**EXERCISE INSTRUCTIONS:**
Below are the records; copy out every line that holds the word "grate".

--- START ---

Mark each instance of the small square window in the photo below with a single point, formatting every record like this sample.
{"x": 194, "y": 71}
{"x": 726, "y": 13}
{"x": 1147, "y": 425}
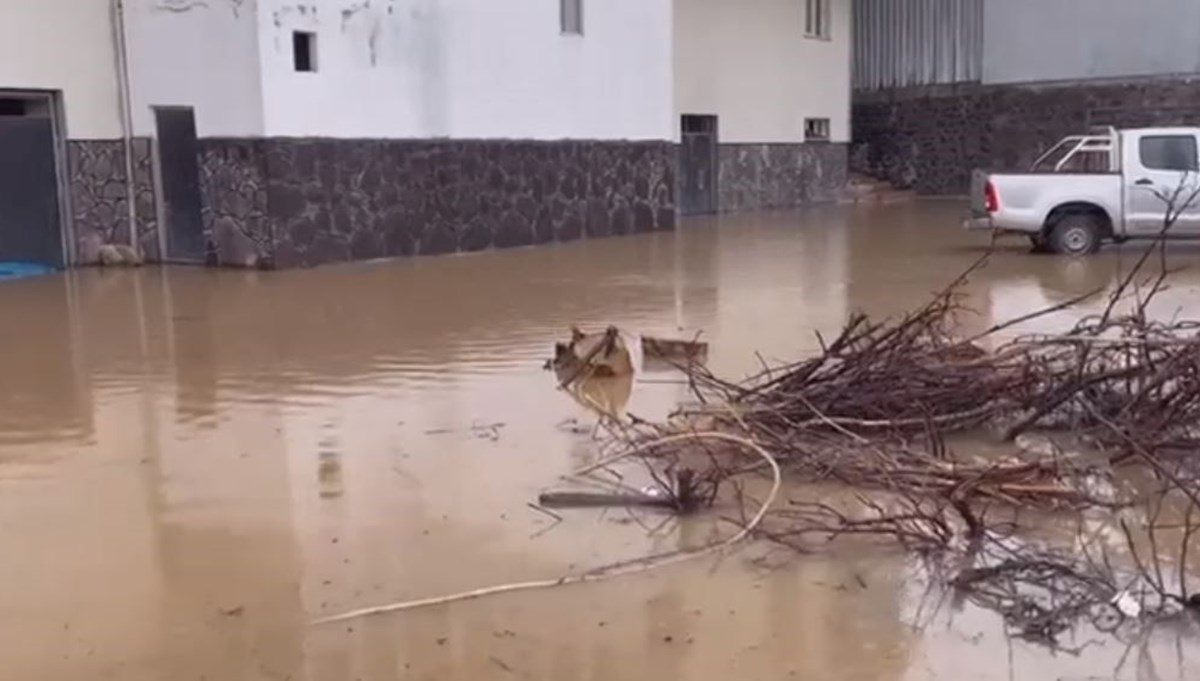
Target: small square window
{"x": 570, "y": 13}
{"x": 816, "y": 130}
{"x": 816, "y": 19}
{"x": 304, "y": 52}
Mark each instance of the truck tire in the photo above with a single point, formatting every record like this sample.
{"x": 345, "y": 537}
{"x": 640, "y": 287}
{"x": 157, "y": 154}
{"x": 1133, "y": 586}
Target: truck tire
{"x": 1075, "y": 235}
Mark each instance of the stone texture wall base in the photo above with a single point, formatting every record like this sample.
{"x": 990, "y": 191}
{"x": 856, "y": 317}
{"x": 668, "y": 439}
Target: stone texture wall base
{"x": 287, "y": 203}
{"x": 768, "y": 176}
{"x": 99, "y": 197}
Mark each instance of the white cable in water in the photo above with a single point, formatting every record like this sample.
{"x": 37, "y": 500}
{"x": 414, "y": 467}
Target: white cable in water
{"x": 609, "y": 571}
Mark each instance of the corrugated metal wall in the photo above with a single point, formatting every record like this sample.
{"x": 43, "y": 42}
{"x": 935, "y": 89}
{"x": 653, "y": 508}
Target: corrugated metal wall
{"x": 917, "y": 42}
{"x": 1031, "y": 41}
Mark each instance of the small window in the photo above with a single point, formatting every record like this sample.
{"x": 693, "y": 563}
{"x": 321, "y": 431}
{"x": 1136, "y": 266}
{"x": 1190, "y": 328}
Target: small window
{"x": 570, "y": 14}
{"x": 816, "y": 19}
{"x": 694, "y": 124}
{"x": 816, "y": 130}
{"x": 304, "y": 52}
{"x": 1169, "y": 152}
{"x": 12, "y": 107}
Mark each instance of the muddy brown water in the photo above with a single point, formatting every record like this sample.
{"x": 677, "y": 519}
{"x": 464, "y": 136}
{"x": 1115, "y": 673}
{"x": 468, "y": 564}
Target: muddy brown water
{"x": 195, "y": 464}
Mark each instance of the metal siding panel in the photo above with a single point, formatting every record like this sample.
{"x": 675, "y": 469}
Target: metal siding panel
{"x": 916, "y": 42}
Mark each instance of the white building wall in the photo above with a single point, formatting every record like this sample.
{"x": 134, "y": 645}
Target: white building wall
{"x": 64, "y": 44}
{"x": 469, "y": 68}
{"x": 749, "y": 62}
{"x": 204, "y": 55}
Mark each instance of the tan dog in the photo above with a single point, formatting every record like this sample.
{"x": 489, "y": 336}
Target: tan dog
{"x": 599, "y": 355}
{"x": 597, "y": 371}
{"x": 119, "y": 254}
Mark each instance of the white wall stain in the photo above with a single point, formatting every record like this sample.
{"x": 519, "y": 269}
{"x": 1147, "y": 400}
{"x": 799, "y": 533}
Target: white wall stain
{"x": 763, "y": 77}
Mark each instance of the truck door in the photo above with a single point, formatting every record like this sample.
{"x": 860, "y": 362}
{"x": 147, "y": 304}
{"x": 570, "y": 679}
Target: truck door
{"x": 1162, "y": 168}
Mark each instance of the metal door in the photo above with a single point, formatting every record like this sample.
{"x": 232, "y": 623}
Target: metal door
{"x": 30, "y": 222}
{"x": 179, "y": 170}
{"x": 697, "y": 164}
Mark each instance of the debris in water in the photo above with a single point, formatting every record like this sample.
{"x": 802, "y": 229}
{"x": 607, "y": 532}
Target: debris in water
{"x": 675, "y": 351}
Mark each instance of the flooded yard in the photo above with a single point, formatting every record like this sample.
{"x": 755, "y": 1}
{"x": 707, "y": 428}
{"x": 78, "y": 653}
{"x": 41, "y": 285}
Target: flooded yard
{"x": 197, "y": 464}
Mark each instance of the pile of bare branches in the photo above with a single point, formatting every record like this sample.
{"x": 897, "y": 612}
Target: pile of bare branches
{"x": 874, "y": 410}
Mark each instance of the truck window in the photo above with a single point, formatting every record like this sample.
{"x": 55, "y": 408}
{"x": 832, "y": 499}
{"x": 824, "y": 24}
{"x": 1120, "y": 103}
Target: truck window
{"x": 1169, "y": 152}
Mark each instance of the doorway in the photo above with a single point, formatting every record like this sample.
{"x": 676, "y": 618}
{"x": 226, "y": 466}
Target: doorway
{"x": 30, "y": 210}
{"x": 697, "y": 164}
{"x": 180, "y": 181}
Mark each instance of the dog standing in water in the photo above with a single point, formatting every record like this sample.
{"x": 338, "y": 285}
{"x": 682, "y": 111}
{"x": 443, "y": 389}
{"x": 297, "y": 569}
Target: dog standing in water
{"x": 597, "y": 371}
{"x": 119, "y": 254}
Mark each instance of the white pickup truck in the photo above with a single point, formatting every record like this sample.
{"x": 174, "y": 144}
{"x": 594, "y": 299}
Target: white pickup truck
{"x": 1092, "y": 188}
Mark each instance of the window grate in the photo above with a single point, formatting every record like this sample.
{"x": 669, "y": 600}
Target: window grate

--- END ---

**EXERCISE ANSWER:**
Mark each instance of the window grate in the photo above with a single point, formatting every record like this sample.
Target: window grate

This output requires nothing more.